Python Forum
IWhat is the cause to get XPath in weird format using Python?
Thread Rating:
  • 0 Vote(s) - 0 Average
  • 1
  • 2
  • 3
  • 4
  • 5
IWhat is the cause to get XPath in weird format using Python?
#1
IWhat is the cause to get XPath in weird format using Python?
==============================================

Thanks for reviewing this thread.

I am trying to get the Xpaths for input IRSW2.xsd & W2TestfileS.xml. These files are attached to this thread.

Here is my code :

from lxml import etree, objectify

def parseXML(xmlFile, outputFile):
    """
    Parse the XML function
    """
    with open(xmlFile, 'rb') as fobj:
        xml = fobj.read()

    f = open(outputFile,'w') #open write to file
    root = etree.fromstring(xml)

    f.write("%s|%s\n" %("Field", "Value"))
    tree = etree.ElementTree(root)
    for e in root.iter():
        f.write("%s|%s\n" %(tree.getpath(e), e.text))

    f.close()

if __name__ == "__main__":
    print ('Loading variables...')
    input = 'IRSW2.xsd'
    output = input + '.out'

    parseXML(input,output)

> _Data shown_

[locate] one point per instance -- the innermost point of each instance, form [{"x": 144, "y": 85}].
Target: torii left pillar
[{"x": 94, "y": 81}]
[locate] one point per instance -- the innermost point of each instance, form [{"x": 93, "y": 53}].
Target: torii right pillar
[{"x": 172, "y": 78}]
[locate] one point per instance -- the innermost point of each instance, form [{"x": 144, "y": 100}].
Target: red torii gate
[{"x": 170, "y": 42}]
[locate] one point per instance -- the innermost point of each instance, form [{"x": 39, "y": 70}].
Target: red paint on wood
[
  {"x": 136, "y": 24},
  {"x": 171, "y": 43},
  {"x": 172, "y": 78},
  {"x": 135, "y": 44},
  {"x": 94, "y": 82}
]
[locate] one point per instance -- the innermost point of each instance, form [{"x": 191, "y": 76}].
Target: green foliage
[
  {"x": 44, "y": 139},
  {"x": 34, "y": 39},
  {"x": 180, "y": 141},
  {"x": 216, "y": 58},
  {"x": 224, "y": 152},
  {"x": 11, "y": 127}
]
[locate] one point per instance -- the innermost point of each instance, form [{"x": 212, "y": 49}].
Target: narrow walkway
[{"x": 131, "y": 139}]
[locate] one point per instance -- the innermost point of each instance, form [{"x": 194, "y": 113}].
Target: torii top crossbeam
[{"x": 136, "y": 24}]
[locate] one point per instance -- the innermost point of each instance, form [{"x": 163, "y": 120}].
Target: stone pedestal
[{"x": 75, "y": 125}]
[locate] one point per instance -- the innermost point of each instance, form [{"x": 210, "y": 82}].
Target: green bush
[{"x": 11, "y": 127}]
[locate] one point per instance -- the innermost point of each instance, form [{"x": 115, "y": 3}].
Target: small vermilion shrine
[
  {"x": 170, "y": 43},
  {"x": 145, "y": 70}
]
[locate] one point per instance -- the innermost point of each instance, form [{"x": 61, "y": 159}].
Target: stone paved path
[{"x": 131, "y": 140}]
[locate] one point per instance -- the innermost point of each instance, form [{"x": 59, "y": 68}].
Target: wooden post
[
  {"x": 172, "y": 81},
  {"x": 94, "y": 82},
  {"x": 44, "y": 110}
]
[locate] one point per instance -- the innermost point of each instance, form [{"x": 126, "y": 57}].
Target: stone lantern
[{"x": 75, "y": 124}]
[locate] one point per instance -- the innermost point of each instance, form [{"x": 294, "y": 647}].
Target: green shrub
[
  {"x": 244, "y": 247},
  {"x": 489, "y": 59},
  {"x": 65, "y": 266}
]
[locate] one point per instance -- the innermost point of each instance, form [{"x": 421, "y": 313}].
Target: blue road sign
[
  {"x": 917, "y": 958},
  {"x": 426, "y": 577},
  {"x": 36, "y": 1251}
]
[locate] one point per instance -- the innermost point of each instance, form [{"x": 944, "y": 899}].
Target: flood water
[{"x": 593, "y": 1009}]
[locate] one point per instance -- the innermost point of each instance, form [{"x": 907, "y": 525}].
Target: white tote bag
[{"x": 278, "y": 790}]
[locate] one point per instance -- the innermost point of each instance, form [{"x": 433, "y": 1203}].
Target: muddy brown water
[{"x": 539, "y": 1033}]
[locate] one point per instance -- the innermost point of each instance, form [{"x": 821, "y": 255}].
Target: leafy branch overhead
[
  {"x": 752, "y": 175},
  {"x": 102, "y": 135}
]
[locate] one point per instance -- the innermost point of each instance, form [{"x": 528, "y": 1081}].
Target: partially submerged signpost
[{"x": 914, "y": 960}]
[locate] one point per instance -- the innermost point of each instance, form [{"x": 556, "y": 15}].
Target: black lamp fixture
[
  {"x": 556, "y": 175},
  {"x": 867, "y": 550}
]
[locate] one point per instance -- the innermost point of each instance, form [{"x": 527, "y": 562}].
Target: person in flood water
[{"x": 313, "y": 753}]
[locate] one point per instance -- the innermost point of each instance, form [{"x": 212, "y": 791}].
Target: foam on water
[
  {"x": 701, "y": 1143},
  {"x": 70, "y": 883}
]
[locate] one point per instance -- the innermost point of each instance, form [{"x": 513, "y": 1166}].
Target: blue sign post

> _Problems and tasks_
1) From the XPath forum post, repeat word for word the part that opens with the words containing "tree = etree.ElementTree(root)" and closes with "print ('Loading variables...')".
2) According to the XPath forum post, which two input files does the poster want to get XPaths for?

> _Expected results_
1)
tree = etree.ElementTree(root)
    for e in root.iter():
        f.write("%s|%s\n" %(tree.getpath(e), e.text))

    f.close()

if __name__ == "__main__":
    print ('Loading variables...')

2) IRSW2.xsd and W2TestfileS.xml